▶ The request: Can you scale the listing starting with the line containing "[spot] the chocolate" and going on through the end of the listing, writing those lines out again with the requests included and every x and y coordinate in the answers multiplied by 1.6 and rounded to a whole number, halves rounded up? Give only those lines.

Pointing listing:

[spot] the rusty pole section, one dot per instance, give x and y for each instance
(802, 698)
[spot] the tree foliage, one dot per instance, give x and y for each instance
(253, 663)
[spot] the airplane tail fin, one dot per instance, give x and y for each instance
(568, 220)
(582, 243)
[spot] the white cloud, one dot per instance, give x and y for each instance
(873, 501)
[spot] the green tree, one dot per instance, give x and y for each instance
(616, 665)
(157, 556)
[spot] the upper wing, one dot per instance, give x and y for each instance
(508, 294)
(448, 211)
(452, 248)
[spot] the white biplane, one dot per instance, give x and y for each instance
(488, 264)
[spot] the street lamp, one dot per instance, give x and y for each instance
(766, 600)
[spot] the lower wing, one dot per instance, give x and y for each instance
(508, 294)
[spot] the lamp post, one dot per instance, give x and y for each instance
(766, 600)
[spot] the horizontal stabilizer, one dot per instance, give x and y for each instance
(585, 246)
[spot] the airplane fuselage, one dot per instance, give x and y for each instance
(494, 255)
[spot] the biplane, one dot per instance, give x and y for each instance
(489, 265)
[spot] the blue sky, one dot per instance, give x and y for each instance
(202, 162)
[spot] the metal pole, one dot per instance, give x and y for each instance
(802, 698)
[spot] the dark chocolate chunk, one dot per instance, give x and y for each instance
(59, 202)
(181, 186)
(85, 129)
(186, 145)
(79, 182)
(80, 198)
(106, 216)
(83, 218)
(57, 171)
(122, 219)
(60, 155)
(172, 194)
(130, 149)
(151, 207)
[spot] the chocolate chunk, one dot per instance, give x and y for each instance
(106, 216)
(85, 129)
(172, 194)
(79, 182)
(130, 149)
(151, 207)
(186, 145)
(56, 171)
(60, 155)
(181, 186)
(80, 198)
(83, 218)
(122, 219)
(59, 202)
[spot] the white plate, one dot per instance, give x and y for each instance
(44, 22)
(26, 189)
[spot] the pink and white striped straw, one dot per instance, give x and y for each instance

▶ Answer to this task:
[spot] the chocolate chunk, one dot per instance, give x and y for each instance
(170, 346)
(136, 206)
(275, 310)
(126, 291)
(208, 238)
(242, 331)
(298, 232)
(90, 274)
(96, 248)
(290, 298)
(128, 317)
(133, 349)
(195, 350)
(94, 323)
[spot] the white plate, one dot per instance, give x and y for each instance
(70, 35)
(42, 302)
[spot] the pink and white striped straw, one dot per instance, give x and y for each instance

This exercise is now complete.